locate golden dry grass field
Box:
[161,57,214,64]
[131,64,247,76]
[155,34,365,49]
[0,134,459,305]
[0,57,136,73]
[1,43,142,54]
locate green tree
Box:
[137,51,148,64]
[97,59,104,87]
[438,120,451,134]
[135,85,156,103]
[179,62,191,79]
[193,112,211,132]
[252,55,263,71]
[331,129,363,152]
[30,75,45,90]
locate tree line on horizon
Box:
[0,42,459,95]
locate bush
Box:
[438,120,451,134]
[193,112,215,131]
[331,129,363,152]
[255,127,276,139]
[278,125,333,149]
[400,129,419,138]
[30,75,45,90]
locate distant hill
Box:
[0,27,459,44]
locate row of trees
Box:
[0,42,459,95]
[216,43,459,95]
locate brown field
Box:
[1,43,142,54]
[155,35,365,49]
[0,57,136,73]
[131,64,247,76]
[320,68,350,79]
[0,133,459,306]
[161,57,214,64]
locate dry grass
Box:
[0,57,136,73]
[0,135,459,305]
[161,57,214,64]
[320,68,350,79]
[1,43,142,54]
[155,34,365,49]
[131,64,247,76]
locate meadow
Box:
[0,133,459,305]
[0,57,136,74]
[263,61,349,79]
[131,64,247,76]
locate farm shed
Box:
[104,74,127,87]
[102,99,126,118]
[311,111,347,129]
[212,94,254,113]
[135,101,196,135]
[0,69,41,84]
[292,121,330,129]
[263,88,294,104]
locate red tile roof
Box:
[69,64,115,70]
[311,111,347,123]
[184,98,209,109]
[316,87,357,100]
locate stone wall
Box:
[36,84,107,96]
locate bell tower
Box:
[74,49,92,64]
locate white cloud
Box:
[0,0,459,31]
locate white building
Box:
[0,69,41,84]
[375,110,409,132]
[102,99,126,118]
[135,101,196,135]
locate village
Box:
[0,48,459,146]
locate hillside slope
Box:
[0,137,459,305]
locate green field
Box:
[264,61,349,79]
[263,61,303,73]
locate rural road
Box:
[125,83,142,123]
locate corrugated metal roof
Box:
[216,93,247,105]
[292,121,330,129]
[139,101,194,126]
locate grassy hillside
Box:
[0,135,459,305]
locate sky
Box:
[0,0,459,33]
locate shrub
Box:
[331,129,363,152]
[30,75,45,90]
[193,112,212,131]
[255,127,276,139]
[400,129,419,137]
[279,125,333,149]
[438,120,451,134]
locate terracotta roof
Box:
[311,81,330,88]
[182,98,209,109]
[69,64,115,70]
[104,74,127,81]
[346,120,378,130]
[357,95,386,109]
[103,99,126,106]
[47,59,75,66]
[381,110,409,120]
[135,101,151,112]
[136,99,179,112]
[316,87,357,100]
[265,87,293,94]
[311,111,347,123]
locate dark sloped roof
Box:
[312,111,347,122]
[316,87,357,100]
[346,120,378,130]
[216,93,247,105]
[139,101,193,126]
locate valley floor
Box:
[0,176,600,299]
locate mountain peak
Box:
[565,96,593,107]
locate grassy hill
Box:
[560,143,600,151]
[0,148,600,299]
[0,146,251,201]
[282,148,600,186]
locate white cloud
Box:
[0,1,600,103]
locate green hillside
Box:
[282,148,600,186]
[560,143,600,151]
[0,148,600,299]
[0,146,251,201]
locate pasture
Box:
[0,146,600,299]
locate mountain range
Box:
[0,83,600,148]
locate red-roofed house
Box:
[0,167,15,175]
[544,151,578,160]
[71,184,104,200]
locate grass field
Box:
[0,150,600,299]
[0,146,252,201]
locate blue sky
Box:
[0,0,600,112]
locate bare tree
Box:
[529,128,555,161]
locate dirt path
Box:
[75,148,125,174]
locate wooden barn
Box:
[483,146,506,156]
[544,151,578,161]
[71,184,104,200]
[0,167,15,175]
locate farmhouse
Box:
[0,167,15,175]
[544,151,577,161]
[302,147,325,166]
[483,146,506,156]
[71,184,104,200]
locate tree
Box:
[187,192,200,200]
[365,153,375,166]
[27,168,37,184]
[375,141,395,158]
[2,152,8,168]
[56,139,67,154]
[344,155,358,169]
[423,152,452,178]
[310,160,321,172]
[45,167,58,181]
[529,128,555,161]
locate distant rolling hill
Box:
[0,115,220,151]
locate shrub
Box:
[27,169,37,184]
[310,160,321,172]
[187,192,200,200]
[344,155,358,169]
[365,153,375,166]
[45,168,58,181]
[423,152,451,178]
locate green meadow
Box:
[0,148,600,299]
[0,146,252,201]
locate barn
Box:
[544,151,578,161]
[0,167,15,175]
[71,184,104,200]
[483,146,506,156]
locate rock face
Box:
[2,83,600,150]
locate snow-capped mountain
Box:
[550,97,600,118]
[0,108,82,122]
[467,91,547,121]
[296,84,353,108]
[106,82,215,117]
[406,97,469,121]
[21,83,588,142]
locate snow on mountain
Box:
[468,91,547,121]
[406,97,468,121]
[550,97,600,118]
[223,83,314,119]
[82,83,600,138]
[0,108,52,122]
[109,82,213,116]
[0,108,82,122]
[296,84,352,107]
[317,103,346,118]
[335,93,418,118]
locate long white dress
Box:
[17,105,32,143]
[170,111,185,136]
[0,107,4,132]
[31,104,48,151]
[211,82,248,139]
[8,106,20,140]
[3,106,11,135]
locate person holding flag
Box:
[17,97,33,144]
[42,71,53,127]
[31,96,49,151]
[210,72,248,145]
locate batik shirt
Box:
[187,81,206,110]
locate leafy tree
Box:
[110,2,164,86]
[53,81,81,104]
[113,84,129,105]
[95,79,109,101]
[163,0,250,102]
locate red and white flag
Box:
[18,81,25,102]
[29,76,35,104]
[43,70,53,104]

##############################

**SHORT PROBLEM:**
Set out the complete listing exactly as shown.

**OUTPUT OF THE TASK:**
locate golden dry grass field
Box:
[161,57,214,64]
[131,64,247,76]
[155,34,365,49]
[0,134,459,305]
[0,57,136,73]
[1,43,142,54]
locate green tree
Box:
[137,51,148,64]
[97,59,104,87]
[438,120,451,134]
[135,85,156,103]
[179,62,191,79]
[193,112,211,132]
[252,55,263,71]
[331,129,363,152]
[30,75,45,90]
locate tree line on horizon
Box:
[0,42,459,95]
locate bush
Box:
[438,120,451,134]
[193,112,215,131]
[331,129,363,152]
[255,127,276,139]
[278,125,333,149]
[400,129,419,138]
[30,75,45,90]
locate distant hill
Box:
[0,27,459,44]
locate row of trees
Box:
[0,42,459,95]
[216,43,459,95]
locate brown field
Box:
[1,43,142,54]
[155,35,365,49]
[0,57,136,73]
[131,64,247,76]
[320,68,350,79]
[0,133,459,306]
[161,57,214,64]
locate dry grass
Box:
[0,57,136,73]
[0,135,459,305]
[161,57,214,64]
[320,68,350,79]
[1,43,142,54]
[155,34,365,49]
[131,64,247,76]
locate meadow
Box:
[0,133,459,305]
[0,57,136,74]
[263,61,349,79]
[131,64,247,76]
locate farm shed
Box:
[104,74,127,87]
[102,99,126,118]
[311,111,347,129]
[212,94,254,113]
[135,101,196,135]
[0,69,41,84]
[292,121,330,129]
[263,88,294,104]
locate red tile roof
Box:
[69,64,115,70]
[311,111,347,123]
[184,98,209,109]
[316,87,357,100]
locate stone wall
Box:
[36,84,107,96]
locate bell tower
Box:
[74,49,92,64]
locate white cloud
Box:
[0,0,459,31]
locate white building
Box:
[0,69,41,84]
[375,110,409,132]
[102,99,126,118]
[135,101,196,135]
locate village
Box:
[0,48,459,146]
locate hillside slope
Box:
[0,137,459,305]
locate green field
Box:
[264,61,349,79]
[263,61,303,73]
locate rural road
Box:
[125,83,142,123]
locate corrugated metal roof
Box:
[216,93,247,105]
[292,121,330,129]
[139,101,194,126]
locate grassy hillside
Box:
[0,135,459,305]
locate sky
Box:
[0,0,459,33]
locate shrub
Box:
[331,129,363,152]
[30,75,45,90]
[193,112,212,131]
[255,127,276,139]
[400,129,419,137]
[279,125,333,149]
[438,120,451,134]
locate terracotta roof
Box:
[311,81,330,88]
[182,98,209,109]
[69,64,115,70]
[104,74,127,81]
[346,120,378,130]
[357,95,386,109]
[103,99,126,106]
[47,59,75,66]
[381,110,409,120]
[135,101,151,112]
[136,99,179,112]
[316,87,357,100]
[265,87,293,94]
[311,111,347,123]
locate dark sloped roof
Box:
[312,111,347,122]
[316,87,357,100]
[346,120,378,130]
[216,93,247,105]
[139,101,193,126]
locate valley floor
Box:
[0,176,600,299]
locate mountain peak
Box:
[565,96,593,107]
locate grassy hill
Box:
[560,143,600,151]
[0,148,600,299]
[0,146,251,201]
[282,148,600,186]
locate white cloud
Box:
[0,1,600,103]
locate green hillside
Box:
[282,148,600,186]
[560,143,600,151]
[0,148,600,299]
[0,146,251,201]
locate pasture
Box:
[0,146,600,299]
locate mountain range
Box:
[0,83,600,148]
locate red-roofed house
Box:
[0,167,15,175]
[544,151,578,160]
[71,184,104,200]
locate grass field
Box:
[0,150,600,299]
[0,146,252,201]
locate blue sky
Box:
[0,0,600,112]
locate bare tree
Box:
[529,128,555,161]
locate dirt path
Box:
[75,148,125,174]
locate wooden barn
Box:
[483,146,506,156]
[544,151,578,161]
[71,184,104,200]
[0,167,15,175]
locate farmhouse
Box:
[0,167,15,175]
[544,151,577,161]
[302,147,325,166]
[483,146,506,156]
[71,184,104,200]
locate tree
Box:
[187,192,200,200]
[365,153,375,166]
[27,168,37,184]
[375,141,395,158]
[2,152,8,168]
[56,139,67,154]
[344,155,358,169]
[423,152,452,178]
[310,160,321,172]
[45,167,58,181]
[529,128,555,161]
locate distant rolling hill
Box:
[0,115,220,151]
locate shrub
Box:
[27,169,37,184]
[310,160,321,172]
[187,192,200,200]
[344,155,358,169]
[365,153,375,166]
[45,168,58,181]
[423,152,451,178]
locate green meadow
Box:
[0,148,600,299]
[0,146,252,201]
locate barn
Box:
[544,151,578,161]
[0,167,15,175]
[71,184,104,200]
[483,146,506,156]
locate rock face
Box:
[2,83,600,150]
locate snow-capped mountain
Box:
[550,97,600,118]
[0,108,82,122]
[467,91,547,121]
[296,84,353,108]
[106,82,215,117]
[406,97,469,121]
[21,83,588,142]
locate snow on mountain
Box:
[468,91,547,121]
[406,97,468,121]
[550,97,600,118]
[223,83,314,119]
[82,83,600,138]
[0,108,52,122]
[109,82,213,116]
[0,108,82,122]
[296,84,352,107]
[317,103,346,118]
[335,93,418,118]
locate long white dress
Box:
[17,105,32,143]
[170,111,185,136]
[0,107,4,132]
[31,104,48,151]
[211,82,248,139]
[8,106,20,140]
[3,106,11,135]
locate person holding flag
Box:
[17,97,33,144]
[42,71,53,127]
[31,96,49,151]
[210,72,248,145]
locate batik shirt
Box:
[187,81,206,110]
locate leafy tree
Box:
[110,2,164,86]
[53,81,81,104]
[113,84,129,105]
[95,79,109,101]
[163,0,250,102]
locate red and white flag
Box:
[18,81,25,102]
[29,76,35,104]
[43,70,53,104]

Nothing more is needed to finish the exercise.